Azad Essa
Middle East Eye / March 10, 2022
Israel cannot be allowed to instrumentalize the Russia-Ukraine conflict in order to consolidate its ‘demographic superiority’ in historic Palestine.
Before the smoke could lift and the dead of World War I could be buried, the pogroms began.
Jews, wedged in a civil war that swept the Russian empire from 1918, were targeted in no less than 1,000 pogroms. They were blamed for World War I and the Russian Revolution of 1917. They were accused of hoarding food and wealth. They were harassed and beaten in their homes, sexually assaulted on the streets, and on hundreds of occasions, lined up and done away with.
By 1921, historians estimate that more than 100,000 Ukrainian Jews were killed. The pogroms against Ukraine’s Jewish population had several consequences for Europe and world Jewry.

- TASK REQUIREMENTS -
[A] Using the excerpt on the pogroms, answer these:
(i) In at least how many pogroms were Jews targeted during the civil war?
(ii) Which revolution were Jews blamed for?
(iii) By 1921, how many Ukrainian Jews do historians estimate were killed?
[B] From the excerpt on the pogroms, write out word for word the part that opens with the words containing "By 1921, historians" and closes with "and world Jewry.".

- INFORMATION SHOWN -
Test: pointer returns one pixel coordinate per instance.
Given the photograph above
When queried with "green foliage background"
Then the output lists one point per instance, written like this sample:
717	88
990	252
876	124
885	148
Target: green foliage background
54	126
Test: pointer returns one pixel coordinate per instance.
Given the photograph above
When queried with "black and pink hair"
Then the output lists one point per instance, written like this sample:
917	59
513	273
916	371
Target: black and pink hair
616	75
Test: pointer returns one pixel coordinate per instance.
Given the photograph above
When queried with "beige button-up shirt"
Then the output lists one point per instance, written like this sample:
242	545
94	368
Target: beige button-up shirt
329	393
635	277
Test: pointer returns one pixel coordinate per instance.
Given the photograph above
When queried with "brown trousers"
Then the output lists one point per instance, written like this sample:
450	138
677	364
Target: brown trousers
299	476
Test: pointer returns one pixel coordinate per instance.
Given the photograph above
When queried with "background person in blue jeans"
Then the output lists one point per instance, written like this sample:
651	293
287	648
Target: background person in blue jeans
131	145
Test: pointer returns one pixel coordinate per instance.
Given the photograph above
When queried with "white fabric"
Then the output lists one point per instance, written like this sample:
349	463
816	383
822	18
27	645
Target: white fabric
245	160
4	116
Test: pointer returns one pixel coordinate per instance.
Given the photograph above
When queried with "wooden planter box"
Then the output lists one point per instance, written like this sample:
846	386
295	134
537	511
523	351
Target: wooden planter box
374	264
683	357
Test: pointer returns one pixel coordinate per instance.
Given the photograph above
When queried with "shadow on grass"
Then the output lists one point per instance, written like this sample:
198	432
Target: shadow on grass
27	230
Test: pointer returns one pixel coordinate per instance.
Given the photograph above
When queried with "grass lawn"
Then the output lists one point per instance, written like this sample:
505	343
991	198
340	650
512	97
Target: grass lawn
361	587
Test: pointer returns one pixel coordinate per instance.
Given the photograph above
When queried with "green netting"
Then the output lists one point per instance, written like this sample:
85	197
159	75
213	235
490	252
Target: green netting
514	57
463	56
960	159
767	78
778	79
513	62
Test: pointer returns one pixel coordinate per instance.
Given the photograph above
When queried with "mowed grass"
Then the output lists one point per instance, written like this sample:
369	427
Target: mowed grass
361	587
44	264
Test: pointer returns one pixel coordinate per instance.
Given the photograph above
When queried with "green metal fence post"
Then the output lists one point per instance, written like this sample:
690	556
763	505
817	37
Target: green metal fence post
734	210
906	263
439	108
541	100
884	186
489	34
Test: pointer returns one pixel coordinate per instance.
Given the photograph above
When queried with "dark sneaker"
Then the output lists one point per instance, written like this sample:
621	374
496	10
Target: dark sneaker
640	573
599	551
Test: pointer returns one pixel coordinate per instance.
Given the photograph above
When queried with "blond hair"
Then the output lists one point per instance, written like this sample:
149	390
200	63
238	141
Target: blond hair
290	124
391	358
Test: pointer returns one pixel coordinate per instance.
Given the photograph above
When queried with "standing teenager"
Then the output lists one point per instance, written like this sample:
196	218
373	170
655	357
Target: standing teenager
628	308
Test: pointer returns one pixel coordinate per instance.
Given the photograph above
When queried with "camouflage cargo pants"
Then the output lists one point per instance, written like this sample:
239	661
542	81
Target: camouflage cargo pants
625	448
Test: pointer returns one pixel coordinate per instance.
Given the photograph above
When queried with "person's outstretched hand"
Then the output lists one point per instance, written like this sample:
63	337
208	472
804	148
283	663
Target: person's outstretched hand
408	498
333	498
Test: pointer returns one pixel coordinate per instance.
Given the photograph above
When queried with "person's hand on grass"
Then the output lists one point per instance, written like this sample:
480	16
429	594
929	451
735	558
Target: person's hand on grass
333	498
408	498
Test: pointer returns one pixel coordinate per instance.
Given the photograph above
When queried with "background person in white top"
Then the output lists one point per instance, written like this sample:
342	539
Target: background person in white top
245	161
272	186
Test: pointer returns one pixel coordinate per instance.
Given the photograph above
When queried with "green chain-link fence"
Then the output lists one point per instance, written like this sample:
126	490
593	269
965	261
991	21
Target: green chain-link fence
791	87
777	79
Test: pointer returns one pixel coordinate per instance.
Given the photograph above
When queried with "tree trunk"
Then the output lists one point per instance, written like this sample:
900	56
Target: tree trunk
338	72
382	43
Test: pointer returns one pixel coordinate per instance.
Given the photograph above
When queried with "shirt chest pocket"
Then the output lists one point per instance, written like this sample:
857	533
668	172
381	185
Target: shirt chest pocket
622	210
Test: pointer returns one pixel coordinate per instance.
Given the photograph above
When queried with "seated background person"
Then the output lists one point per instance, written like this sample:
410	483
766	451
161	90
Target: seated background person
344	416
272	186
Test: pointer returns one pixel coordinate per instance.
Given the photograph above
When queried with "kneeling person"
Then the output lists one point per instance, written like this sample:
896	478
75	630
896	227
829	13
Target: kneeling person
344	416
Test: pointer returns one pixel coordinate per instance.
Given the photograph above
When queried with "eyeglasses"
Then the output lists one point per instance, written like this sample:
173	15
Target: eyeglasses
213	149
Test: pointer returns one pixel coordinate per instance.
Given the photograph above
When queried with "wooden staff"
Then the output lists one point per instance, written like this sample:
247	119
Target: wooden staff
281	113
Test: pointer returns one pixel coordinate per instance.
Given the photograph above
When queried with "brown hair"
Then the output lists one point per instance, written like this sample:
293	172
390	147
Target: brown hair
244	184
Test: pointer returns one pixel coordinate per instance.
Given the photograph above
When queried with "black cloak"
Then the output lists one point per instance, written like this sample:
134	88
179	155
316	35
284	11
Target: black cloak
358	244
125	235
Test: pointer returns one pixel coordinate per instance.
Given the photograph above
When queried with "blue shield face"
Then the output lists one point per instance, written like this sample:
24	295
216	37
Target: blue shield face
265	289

- WORKED ANSWERS -
[A]
(i) No less than 1,000
(ii) The Russian Revolution of 1917
(iii) More than 100,000

[B]
By 1921, historians estimate that more than 100,000 Ukrainian Jews were killed. The pogroms against Ukraine’s Jewish population had several consequences for Europe and world Jewry.